* SUPPLIED TEXT *
════════

Wednesday, November 15, 2006

Get Out Now? Not So Fast, Experts Say

There is a certain logic taking hold in Washington, amongst Democrats as well as Republicans, that the way out of Iraq is for the US to remove troops and force the Iraqi government to stand up.

Of course the central assumption that underlies this theory is that the Iraqi government have an inherent capability that they are so far not employing.

However, many military experts - some of them the Republican administration's greatest critics - are arguing that this central assumption being made is wrong.

Anthony C. Zinni, the former head of the United States Central Command and one of the retired generals who called for the resignation of Defense Secretary Donald H. Rumsfeld, argued that any substantial reduction of American forces over the next several months would be more likely to accelerate the slide to civil war than stop it.

“The logic of this is you put pressure on Maliki and force him to stand up to this,” General Zinni said in an interview, referring to Nuri Kamal al-Maliki, the Iraqi prime minister. “Well, you can’t put pressure on a wounded guy. There is a premise that the Iraqis are not doing enough now, that there is a capability that they have not employed or used. I am not so sure they are capable of stopping sectarian violence.”

════════

Part of a data file
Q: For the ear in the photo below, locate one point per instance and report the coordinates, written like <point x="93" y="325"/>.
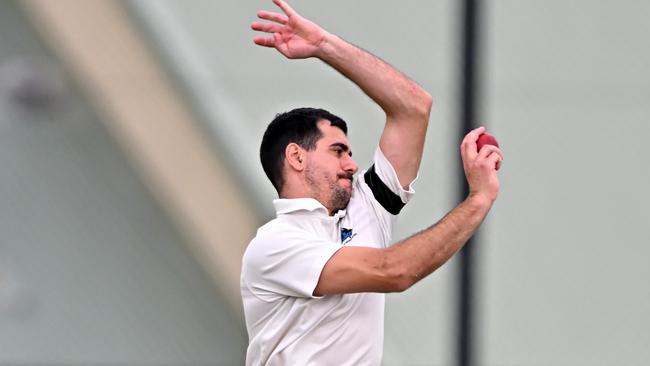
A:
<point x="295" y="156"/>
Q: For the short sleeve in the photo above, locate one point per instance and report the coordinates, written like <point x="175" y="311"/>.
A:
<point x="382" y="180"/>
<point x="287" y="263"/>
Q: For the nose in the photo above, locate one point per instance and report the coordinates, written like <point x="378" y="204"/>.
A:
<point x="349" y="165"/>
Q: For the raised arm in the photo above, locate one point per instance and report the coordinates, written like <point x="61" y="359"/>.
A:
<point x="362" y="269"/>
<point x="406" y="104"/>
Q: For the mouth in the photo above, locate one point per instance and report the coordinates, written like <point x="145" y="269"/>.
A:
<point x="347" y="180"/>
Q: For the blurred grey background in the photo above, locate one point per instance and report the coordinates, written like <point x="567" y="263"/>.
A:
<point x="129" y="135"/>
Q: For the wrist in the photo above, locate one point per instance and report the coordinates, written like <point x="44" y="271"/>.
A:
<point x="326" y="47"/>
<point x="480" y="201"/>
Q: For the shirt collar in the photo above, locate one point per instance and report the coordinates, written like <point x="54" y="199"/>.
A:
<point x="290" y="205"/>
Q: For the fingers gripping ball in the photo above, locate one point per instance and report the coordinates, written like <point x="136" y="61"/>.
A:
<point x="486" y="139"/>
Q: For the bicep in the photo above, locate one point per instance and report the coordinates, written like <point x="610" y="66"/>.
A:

════════

* WRITTEN TASK A *
Return the lines of the listing unchanged, from the line with "Q: For the fingers" through the end of the listing.
* WRITTEN TASK B *
Write the next part of the article on pulling US troops out of Iraq, starting after its last paragraph.

* TASK RESULT A *
Q: For the fingers gripping ball in the photo above, locate one point per instance and report the coordinates, written like <point x="136" y="61"/>.
A:
<point x="486" y="139"/>
Q: For the bicep in the photo above, locate one point per instance and report the coordinates, written like <point x="610" y="66"/>.
A:

* TASK RESULT B *
Instead of taking troops out, General Zinni said, it would make more sense to consider deploying additional American forces over the next six months to “regain momentum” as part of a broader effort to stabilize Iraq that would create more jobs, foster political reconciliation and develop more effective Iraqi security forces.
Now the notion of sending more troops to stabilise the situation in Iraq is a political non-starter. It is also an indication of just how far the situation has deteriorated from where we could reasonably hope to be at this point.

Levin continues to argue that the solution is for the US to step down forcing the Iraqis to step up to the plate:
“There is no purely military solution here,” Mr. Levin said in an interview. “They have got to reach a political compromise in Iraq. The leaders have got to make concessions involving power sharing and resource sharing or else this insurgency and the violence continues to spiral.”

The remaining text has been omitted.